--- PASSAGE SHOWN ---

SaltStack Orchestration and the Reactor System

When Highstate Isn't Enough

state.highstate works great when your servers can all apply their configuration independently. Most of the time, that's the right model — declare what each server should look like, apply it, done. But there's a class of deployment problem where order matters across machines. Take a web application deployment: you want to drain a server from the load balancer before deploying new code to it, run the deployment, verify it started correctly, then add it back. You can't express that with highstate because highstate has no concept of "do this on server A, then do that on server B, then check a condition."

That's what Salt orchestration solves. And the reactor system extends that further: event-driven automation that responds to things happening in your infrastructure rather than waiting for you to kick off a run.

Orchestration with salt-run

Orchestration runs from the master using the salt-run command rather than salt. The distinction matters: salt runs things on minions and collects results; salt-run invokes runners, which are Python modules that execute on the master itself.

salt-run state.orchestrate orch.deploy

This runs the orchestration state defined at /srv/salt/orch/deploy.sls. Orchestration SLS files look like state files but they operate at a higher level — they target minions as a master-side operation and can sequence work across multiple targets.

Here's a real orchestration file for deploying an application update:

# /srv/salt/orch/deploy.sls

remove_from_lb:
  salt.function:
    - name: cmd.run
    - tgt: 'G@role:loadbalancer'
    - tgt_type: compound
    - arg:
      - 'haproxy-disable backend web01'

deploy_app:
  salt.state:
    - tgt: 'web01'
    - sls:
      - app.deploy
    - require:
      - salt: remove_from_lb

run_smoke_tests:
  salt.function:
    - name: cmd.run
    - tgt: 'web01'
    - arg:
      - '/opt/app/bin/smoke-test.sh'
    - require:
      - salt: deploy_app

add_to_lb:
  salt.function:
    - name: cmd.run
    - tgt: 'G@role:loadbalancer'
    - tgt_type: compound
    - arg:
      - 'haproxy-enable backend web01'
    - require:
      - salt: run_smoke_tests

Each step uses require to enforce ordering. salt.function calls an execution module on the target. salt.state applies a state SLS. salt.runner would invoke another runner on the master.

If any step fails, the orchestration halts at that point. The subsequent steps don't run. This is why orchestration is useful for deployments — if the smoke test fails, the server doesn't get added back to the load balancer.

To run it with verbose output:

salt-run state.orchestrate orch.deploy -l debug

The Event Bus

Salt maintains an event bus on the master. Every significant action emits an event: a minion comes online, a job completes, a state fails, a custom event fires. You can watch the bus in real time:

salt-run state.event pretty=True

Run this in one terminal while doing things in another. You'll see events like:

salt/minion/web01/start
salt/job/20160817143022/ret/web01
salt/auth

This is extremely useful for debugging reactor triggers — you can see exactly what event tag fires and what data comes with it before writing the reactor config.

---

- STATED PROBLEM 1 -
List the identifiers of all the steps defined in the orchestration file shown in the SaltStack article.
- STATED PROBLEM 2 -
Retype the portion of the SaltStack article starting at "Salt maintains an" and ending at "the reactor config.".
- STATED PROBLEM 3 -
Answer each question using the SaltStack article:
(a) Which command invokes runners that execute on the master itself?
(b) At what path is the orchestration state run by "salt-run state.orchestrate orch.deploy" defined?
(c) What command lets you watch the event bus in real time?
The entries placed after the SaltStack article come from a separate source.

--- RECORDS SUPPLIED ---

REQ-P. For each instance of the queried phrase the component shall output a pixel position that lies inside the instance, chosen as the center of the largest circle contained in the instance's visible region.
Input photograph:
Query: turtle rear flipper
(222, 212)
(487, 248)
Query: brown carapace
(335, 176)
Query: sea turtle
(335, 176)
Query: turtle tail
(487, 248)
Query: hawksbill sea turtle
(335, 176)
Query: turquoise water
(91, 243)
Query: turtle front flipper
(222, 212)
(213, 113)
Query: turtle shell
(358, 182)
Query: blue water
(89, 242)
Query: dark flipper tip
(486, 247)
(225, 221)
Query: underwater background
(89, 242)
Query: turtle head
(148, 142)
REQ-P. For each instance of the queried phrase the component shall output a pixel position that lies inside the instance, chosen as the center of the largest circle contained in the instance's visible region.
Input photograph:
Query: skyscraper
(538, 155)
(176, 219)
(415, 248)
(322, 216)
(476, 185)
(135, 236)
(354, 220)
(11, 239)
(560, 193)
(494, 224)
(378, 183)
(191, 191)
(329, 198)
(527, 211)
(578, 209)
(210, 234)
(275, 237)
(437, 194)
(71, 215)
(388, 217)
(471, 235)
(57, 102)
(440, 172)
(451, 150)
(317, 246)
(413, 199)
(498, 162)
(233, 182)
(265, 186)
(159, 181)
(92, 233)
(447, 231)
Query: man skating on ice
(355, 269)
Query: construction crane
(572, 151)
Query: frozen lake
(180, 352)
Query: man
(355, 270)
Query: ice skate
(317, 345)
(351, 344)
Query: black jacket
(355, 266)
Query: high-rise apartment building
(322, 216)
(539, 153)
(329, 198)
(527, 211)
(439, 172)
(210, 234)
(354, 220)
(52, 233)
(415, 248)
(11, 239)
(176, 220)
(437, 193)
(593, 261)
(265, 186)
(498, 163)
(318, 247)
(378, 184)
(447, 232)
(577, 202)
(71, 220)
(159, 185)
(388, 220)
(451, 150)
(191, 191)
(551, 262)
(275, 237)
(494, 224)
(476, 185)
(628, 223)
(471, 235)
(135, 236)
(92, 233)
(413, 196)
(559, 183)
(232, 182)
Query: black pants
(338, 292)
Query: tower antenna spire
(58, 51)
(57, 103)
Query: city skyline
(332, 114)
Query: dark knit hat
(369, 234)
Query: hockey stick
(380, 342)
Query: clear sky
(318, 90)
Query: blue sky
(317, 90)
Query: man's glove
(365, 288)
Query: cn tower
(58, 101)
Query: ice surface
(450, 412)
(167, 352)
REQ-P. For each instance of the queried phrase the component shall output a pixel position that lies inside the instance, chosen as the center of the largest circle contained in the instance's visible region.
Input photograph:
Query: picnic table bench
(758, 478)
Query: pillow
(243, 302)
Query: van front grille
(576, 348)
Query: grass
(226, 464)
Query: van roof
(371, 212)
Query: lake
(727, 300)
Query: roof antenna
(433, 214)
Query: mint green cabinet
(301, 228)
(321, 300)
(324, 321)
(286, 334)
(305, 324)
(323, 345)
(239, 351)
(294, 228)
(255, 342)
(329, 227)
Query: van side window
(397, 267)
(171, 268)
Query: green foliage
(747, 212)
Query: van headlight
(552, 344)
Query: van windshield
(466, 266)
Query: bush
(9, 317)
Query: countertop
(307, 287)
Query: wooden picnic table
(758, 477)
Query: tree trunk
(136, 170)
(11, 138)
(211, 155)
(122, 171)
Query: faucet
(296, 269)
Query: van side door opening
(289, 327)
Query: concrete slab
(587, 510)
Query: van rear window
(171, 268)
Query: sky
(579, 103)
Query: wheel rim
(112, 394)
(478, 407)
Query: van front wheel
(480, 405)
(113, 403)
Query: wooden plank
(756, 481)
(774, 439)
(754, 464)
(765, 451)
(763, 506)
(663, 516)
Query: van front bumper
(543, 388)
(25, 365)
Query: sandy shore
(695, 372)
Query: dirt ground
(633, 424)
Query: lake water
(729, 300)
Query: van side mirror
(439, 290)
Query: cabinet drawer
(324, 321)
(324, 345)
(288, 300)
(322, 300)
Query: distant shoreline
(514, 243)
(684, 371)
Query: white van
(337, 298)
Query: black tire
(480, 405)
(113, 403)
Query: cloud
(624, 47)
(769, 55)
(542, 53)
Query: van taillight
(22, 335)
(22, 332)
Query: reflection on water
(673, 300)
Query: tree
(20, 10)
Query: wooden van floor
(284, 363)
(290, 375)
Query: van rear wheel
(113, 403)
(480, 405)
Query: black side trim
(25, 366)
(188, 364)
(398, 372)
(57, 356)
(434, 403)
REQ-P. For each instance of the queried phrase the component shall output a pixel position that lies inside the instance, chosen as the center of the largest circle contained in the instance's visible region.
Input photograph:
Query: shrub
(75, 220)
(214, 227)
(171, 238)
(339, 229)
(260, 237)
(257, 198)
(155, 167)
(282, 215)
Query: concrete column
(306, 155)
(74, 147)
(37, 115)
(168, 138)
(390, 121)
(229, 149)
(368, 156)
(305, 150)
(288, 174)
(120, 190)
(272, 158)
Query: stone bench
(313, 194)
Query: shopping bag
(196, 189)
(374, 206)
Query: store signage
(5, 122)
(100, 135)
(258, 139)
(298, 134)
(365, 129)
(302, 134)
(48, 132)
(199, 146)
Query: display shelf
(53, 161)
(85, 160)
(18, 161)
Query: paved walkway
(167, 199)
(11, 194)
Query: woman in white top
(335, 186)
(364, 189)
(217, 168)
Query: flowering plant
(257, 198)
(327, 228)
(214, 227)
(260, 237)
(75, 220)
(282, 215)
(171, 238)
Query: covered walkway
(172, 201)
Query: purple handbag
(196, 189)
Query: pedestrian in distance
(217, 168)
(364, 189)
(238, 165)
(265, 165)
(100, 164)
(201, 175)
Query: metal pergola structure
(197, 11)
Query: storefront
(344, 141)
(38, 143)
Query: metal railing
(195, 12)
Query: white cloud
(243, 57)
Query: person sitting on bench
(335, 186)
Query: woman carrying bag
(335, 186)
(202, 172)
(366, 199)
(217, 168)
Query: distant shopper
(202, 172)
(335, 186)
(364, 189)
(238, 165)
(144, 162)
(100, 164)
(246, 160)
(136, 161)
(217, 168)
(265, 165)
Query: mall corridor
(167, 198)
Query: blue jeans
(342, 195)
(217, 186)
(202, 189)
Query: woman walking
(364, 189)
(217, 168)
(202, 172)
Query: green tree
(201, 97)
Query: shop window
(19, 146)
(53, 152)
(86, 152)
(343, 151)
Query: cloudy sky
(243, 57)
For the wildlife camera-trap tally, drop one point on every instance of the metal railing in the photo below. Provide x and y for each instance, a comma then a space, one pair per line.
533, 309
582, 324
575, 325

---

- CORRECT OUTPUT 1 -
remove_from_lb
deploy_app
run_smoke_tests
add_to_lb

- CORRECT OUTPUT 2 -
Salt maintains an event bus on the master. Every significant action emits an event: a minion comes online, a job completes, a state fails, a custom event fires. You can watch the bus in real time:

salt-run state.event pretty=True

Run this in one terminal while doing things in another. You'll see events like:

salt/minion/web01/start
salt/job/20160817143022/ret/web01
salt/auth

This is extremely useful for debugging reactor triggers — you can see exactly what event tag fires and what data comes with it before writing the reactor config.

- CORRECT OUTPUT 3 -
(a) salt-run
(b) /srv/salt/orch/deploy.sls
(c) salt-run state.event pretty=True